- [JOB]:
Turn the items, from the start through the line with "xmin=515 ymin=35 xmax=1100 ymax=724", into a two-column CSV headed instruction and answer. Give one row per item, put each item's text and its answer in a quoted field with line breaks replaced by spaces, and leave out the pictures.

** START **

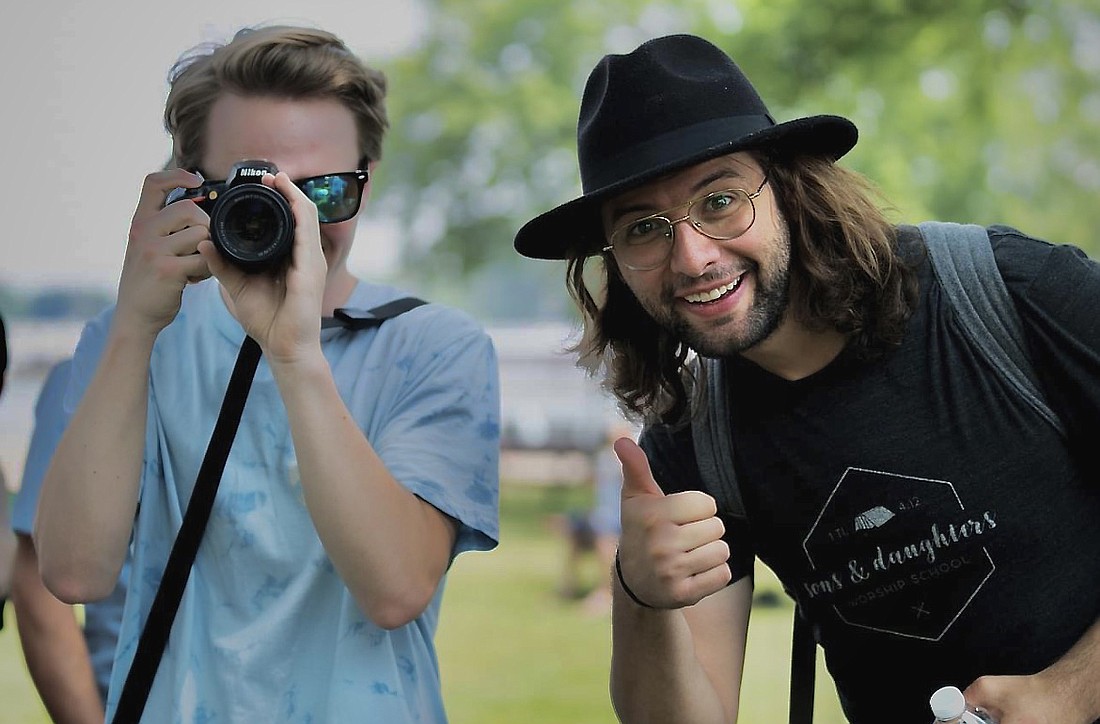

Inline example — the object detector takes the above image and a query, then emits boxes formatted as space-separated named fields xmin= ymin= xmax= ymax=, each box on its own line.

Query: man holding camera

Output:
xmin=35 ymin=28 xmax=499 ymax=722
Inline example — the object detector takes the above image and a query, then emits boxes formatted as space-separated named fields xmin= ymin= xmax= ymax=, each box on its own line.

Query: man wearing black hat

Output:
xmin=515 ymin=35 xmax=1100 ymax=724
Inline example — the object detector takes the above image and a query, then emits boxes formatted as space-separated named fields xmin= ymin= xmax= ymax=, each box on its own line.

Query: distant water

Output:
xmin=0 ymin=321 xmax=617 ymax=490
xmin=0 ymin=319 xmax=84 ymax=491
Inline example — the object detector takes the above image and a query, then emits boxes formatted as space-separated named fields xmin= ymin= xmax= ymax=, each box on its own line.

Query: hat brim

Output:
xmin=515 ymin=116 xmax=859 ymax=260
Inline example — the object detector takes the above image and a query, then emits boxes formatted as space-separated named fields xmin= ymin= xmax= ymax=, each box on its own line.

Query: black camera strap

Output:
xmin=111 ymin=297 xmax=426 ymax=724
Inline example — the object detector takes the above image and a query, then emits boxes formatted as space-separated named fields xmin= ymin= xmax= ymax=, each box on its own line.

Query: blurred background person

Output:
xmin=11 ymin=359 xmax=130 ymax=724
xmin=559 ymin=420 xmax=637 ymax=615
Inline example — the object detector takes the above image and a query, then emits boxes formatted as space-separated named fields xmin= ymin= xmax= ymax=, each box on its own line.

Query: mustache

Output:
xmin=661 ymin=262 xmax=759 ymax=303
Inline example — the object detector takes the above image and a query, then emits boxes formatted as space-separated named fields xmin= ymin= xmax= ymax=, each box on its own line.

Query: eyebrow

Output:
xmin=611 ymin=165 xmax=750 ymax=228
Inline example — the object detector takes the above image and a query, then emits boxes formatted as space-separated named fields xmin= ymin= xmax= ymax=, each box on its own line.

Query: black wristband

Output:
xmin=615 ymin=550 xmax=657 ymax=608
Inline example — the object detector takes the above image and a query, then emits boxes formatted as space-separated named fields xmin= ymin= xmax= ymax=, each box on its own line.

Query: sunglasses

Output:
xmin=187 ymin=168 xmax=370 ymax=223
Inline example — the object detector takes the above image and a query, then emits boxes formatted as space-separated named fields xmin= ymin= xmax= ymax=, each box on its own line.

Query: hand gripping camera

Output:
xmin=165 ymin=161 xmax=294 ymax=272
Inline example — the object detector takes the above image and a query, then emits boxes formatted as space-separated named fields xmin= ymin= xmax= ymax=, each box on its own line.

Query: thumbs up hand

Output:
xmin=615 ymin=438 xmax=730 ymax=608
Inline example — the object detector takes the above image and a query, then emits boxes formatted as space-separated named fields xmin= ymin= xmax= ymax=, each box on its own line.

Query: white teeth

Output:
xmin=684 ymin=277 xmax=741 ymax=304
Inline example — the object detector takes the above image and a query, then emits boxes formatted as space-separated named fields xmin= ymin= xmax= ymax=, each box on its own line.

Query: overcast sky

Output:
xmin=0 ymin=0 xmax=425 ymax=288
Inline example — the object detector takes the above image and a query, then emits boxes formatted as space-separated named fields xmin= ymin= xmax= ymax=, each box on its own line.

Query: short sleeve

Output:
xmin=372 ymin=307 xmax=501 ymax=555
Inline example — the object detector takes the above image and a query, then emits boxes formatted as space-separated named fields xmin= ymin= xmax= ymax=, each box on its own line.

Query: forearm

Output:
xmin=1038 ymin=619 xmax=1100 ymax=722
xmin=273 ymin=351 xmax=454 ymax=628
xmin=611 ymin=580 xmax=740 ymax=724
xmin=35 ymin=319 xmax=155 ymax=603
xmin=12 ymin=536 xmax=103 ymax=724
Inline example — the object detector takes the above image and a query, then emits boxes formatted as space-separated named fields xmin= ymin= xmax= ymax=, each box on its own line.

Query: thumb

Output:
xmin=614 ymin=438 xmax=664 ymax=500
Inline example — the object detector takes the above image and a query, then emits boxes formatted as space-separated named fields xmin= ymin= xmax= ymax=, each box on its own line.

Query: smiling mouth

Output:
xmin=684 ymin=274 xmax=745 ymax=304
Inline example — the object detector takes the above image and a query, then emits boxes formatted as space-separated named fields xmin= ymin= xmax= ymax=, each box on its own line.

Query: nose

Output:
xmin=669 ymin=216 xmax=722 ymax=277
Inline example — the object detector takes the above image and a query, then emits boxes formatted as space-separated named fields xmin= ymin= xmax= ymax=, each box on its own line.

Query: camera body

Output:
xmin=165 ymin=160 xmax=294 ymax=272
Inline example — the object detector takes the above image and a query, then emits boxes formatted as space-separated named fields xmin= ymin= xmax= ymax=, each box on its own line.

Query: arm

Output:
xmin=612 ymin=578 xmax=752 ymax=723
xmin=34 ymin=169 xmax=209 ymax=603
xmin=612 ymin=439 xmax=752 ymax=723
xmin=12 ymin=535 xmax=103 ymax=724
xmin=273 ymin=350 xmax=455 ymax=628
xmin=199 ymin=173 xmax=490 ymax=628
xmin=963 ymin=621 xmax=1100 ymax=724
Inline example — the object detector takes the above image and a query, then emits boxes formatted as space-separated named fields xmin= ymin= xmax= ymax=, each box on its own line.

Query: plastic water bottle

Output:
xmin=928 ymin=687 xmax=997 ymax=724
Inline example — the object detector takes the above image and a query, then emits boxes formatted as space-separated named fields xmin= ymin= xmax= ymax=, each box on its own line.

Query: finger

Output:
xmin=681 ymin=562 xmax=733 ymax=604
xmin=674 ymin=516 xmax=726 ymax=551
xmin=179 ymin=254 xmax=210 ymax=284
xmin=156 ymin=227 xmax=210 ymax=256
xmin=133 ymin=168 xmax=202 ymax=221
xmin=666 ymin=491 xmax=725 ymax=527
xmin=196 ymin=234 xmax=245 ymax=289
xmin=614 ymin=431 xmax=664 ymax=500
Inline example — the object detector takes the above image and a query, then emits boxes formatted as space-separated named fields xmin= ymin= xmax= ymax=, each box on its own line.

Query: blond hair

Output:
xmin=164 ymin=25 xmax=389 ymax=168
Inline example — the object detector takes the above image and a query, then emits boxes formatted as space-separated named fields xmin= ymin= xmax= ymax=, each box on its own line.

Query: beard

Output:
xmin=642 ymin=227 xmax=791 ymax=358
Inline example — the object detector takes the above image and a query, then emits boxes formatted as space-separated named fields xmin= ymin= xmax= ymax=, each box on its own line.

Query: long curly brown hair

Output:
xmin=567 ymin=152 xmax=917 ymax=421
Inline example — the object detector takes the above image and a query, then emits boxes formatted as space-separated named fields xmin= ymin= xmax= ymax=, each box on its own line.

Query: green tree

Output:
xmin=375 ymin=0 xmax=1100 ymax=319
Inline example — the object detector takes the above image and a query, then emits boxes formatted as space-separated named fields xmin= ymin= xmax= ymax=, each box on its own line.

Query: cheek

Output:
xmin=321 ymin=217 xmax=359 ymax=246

** END **

- [RESULT BELOW]:
instruction,answer
"Inline example — the object detector takes the above image and a query, then emits boxes formatted as space-separated named fields xmin= ymin= xmax= ymax=, each box on its own line. Query: man holding camera Output:","xmin=35 ymin=28 xmax=499 ymax=722"
"Inline example — the object detector takes the above image and a query, then emits boxes formatted as space-separated named fields xmin= ymin= xmax= ymax=, each box on its own line. Query: man wearing black hat Output:","xmin=515 ymin=35 xmax=1100 ymax=724"